Problem to solve. Once the line containing "of the dirt" is located, output it and every line after it through the end of the records, exactly as written and nothing else.

[Start of Attachment]

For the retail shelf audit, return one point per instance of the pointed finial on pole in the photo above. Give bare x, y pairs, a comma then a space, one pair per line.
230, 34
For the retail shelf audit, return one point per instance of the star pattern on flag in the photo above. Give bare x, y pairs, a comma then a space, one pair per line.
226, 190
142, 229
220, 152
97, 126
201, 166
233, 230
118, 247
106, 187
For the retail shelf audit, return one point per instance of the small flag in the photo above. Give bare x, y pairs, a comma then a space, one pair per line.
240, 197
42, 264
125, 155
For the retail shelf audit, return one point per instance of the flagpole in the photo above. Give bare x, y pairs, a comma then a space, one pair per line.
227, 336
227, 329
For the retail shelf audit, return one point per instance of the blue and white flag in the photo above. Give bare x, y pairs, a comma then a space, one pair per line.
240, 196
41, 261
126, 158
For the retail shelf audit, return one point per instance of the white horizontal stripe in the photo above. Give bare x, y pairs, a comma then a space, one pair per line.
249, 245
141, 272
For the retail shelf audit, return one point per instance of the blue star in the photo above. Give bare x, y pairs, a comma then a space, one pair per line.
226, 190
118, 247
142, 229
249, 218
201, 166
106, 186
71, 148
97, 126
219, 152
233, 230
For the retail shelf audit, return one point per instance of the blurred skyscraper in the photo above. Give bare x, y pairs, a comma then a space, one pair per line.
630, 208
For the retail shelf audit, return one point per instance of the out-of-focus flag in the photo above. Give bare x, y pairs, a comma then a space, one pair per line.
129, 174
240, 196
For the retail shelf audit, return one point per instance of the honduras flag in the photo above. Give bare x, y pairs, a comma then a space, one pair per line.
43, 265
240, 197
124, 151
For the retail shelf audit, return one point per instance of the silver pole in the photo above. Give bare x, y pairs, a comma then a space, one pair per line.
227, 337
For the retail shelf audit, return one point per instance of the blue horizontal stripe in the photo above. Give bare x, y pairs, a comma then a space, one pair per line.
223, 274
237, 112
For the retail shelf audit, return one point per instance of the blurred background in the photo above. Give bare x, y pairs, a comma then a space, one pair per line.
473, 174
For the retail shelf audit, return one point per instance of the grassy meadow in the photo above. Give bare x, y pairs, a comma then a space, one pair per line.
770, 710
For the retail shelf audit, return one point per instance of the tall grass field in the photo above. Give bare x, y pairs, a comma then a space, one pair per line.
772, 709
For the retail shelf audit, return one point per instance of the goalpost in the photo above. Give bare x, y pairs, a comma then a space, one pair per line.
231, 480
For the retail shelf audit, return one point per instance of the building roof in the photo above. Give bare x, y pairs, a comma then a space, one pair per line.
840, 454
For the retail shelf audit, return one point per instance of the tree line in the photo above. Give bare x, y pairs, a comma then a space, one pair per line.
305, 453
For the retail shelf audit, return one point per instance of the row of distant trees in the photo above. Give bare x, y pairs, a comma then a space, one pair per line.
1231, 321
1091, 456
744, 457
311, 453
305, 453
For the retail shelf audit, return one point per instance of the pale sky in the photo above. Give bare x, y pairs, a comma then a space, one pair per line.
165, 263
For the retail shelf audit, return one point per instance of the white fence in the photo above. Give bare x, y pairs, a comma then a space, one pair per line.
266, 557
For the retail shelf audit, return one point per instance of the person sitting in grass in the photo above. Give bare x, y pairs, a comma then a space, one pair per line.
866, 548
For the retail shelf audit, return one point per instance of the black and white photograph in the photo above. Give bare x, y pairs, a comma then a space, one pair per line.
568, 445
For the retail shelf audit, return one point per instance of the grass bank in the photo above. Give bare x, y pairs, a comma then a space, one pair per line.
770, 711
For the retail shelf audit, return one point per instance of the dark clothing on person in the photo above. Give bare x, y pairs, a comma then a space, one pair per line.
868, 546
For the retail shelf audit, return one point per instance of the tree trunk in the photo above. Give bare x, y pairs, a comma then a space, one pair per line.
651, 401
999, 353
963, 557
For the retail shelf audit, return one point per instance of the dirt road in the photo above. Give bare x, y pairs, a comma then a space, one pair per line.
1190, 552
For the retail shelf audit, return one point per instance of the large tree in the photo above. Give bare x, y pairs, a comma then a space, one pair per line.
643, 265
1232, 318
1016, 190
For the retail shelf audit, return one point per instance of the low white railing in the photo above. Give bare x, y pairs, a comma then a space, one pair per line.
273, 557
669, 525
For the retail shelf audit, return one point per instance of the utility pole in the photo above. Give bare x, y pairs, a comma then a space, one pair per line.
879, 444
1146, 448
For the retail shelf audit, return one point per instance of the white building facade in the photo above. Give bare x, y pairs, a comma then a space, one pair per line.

[End of Attachment]

Exercise response.
For the retail shelf audit, return one point per instance of the dirt road in the photo above. Give bare x, y pairs, a comma then a space, one pair per line.
1190, 552
For the retail shelf audit, return one point per instance of the large tree in the photo above. Give bare x, y pairs, a comma then a space, one pair per line.
643, 265
1232, 318
1016, 190
For the retail shelf audit, return one point per instance of the low white railing in the photo above. Give bare x, y pairs, a comma then a space, one pair per line.
273, 557
669, 525
For the retail shelf audit, return one point per instance of the utility pole in the photo above. Give bare x, y pairs, a comma then a space, one pair per line.
879, 444
1146, 448
For the retail shelf audit, return one point per instance of the white building facade in the photo above. Give bare x, y pairs, a comma then a space, one pair per line.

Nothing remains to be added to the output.